Goal — Rewrite all of the records below as a Markdown table with two columns, Row and Line: number each line in Row and put the line itself in Line. Leave out any blank lines.

Listing —
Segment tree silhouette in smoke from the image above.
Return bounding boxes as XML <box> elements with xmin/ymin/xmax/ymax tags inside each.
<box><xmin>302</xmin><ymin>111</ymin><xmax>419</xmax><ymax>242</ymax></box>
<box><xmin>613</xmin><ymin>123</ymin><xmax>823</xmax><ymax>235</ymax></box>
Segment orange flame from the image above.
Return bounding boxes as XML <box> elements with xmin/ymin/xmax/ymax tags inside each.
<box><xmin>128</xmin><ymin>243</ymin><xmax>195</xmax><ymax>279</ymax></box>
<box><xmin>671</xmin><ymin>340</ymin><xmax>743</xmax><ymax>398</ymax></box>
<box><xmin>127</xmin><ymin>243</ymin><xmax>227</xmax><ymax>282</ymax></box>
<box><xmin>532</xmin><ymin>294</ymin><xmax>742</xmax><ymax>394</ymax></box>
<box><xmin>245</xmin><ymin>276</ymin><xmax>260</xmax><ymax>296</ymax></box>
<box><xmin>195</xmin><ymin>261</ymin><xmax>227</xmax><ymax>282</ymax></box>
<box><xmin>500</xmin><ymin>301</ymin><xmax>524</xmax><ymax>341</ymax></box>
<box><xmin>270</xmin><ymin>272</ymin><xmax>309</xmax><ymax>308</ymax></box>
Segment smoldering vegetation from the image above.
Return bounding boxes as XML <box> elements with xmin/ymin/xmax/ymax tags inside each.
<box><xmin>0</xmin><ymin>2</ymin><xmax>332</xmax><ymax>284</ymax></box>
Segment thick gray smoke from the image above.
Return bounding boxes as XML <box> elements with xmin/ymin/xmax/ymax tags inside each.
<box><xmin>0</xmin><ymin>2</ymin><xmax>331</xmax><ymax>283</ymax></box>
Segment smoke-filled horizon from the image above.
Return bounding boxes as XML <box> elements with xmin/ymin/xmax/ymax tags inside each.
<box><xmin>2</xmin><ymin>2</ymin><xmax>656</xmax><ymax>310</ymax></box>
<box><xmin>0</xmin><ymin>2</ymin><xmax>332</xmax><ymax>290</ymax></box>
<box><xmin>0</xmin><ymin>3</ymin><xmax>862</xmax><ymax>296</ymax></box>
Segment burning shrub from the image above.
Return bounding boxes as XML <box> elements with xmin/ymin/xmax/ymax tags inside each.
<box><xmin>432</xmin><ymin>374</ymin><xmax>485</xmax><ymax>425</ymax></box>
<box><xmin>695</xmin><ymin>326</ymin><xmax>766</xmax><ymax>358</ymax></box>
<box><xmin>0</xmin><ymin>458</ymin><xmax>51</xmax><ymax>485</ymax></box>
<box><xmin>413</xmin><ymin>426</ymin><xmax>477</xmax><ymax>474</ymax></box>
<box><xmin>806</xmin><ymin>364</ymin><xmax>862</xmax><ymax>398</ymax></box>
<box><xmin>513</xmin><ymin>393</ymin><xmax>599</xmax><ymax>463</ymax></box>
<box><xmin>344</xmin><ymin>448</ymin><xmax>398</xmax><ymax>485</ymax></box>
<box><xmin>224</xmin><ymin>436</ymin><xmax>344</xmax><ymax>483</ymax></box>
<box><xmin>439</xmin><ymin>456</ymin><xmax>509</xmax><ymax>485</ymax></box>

Exercise output —
| Row | Line |
|---|---|
| 1 | Segment tree silhouette in smoke from the image above. |
| 2 | Return bounding boxes as XML <box> elements with xmin/ymin/xmax/ymax tags inside each. |
| 3 | <box><xmin>302</xmin><ymin>111</ymin><xmax>419</xmax><ymax>242</ymax></box> |
| 4 | <box><xmin>613</xmin><ymin>123</ymin><xmax>823</xmax><ymax>235</ymax></box> |
| 5 | Segment orange flame from the image above. |
| 6 | Return bounding boxes as XML <box> elements with xmin/ymin/xmax/ymax tags inside each. |
| 7 | <box><xmin>128</xmin><ymin>243</ymin><xmax>195</xmax><ymax>279</ymax></box> |
| 8 | <box><xmin>671</xmin><ymin>340</ymin><xmax>743</xmax><ymax>398</ymax></box> |
| 9 | <box><xmin>127</xmin><ymin>243</ymin><xmax>227</xmax><ymax>282</ymax></box> |
| 10 | <box><xmin>532</xmin><ymin>294</ymin><xmax>742</xmax><ymax>394</ymax></box> |
| 11 | <box><xmin>245</xmin><ymin>276</ymin><xmax>260</xmax><ymax>296</ymax></box> |
| 12 | <box><xmin>195</xmin><ymin>261</ymin><xmax>227</xmax><ymax>282</ymax></box> |
| 13 | <box><xmin>500</xmin><ymin>301</ymin><xmax>524</xmax><ymax>341</ymax></box> |
| 14 | <box><xmin>270</xmin><ymin>272</ymin><xmax>309</xmax><ymax>308</ymax></box> |
| 15 | Segment smoldering vegetation from the image above. |
| 16 | Return bounding boxes as XML <box> elements with xmin/ymin/xmax/ymax tags inside each. |
| 17 | <box><xmin>0</xmin><ymin>2</ymin><xmax>332</xmax><ymax>284</ymax></box> |
| 18 | Segment thick gray smoke from the image above. |
| 19 | Return bounding boxes as XML <box> elements with xmin/ymin/xmax/ymax tags inside each. |
| 20 | <box><xmin>0</xmin><ymin>2</ymin><xmax>331</xmax><ymax>283</ymax></box> |
| 21 | Segment smoke-filled horizon from the image above. |
| 22 | Return bounding boxes as XML <box> elements with xmin/ymin/xmax/ymax tags inside each. |
| 23 | <box><xmin>2</xmin><ymin>2</ymin><xmax>656</xmax><ymax>310</ymax></box> |
| 24 | <box><xmin>0</xmin><ymin>2</ymin><xmax>332</xmax><ymax>290</ymax></box> |
| 25 | <box><xmin>0</xmin><ymin>3</ymin><xmax>862</xmax><ymax>296</ymax></box> |
| 26 | Segment burning shrub from the image above. |
| 27 | Return bounding boxes as XML <box> elements with xmin/ymin/xmax/ymax tags inside each. |
| 28 | <box><xmin>432</xmin><ymin>374</ymin><xmax>485</xmax><ymax>425</ymax></box> |
| 29 | <box><xmin>695</xmin><ymin>326</ymin><xmax>766</xmax><ymax>358</ymax></box> |
| 30 | <box><xmin>0</xmin><ymin>458</ymin><xmax>51</xmax><ymax>485</ymax></box> |
| 31 | <box><xmin>413</xmin><ymin>426</ymin><xmax>477</xmax><ymax>474</ymax></box> |
| 32 | <box><xmin>806</xmin><ymin>364</ymin><xmax>862</xmax><ymax>398</ymax></box> |
| 33 | <box><xmin>513</xmin><ymin>393</ymin><xmax>599</xmax><ymax>463</ymax></box> |
| 34 | <box><xmin>344</xmin><ymin>448</ymin><xmax>398</xmax><ymax>485</ymax></box> |
| 35 | <box><xmin>224</xmin><ymin>436</ymin><xmax>344</xmax><ymax>483</ymax></box> |
| 36 | <box><xmin>439</xmin><ymin>456</ymin><xmax>509</xmax><ymax>485</ymax></box> |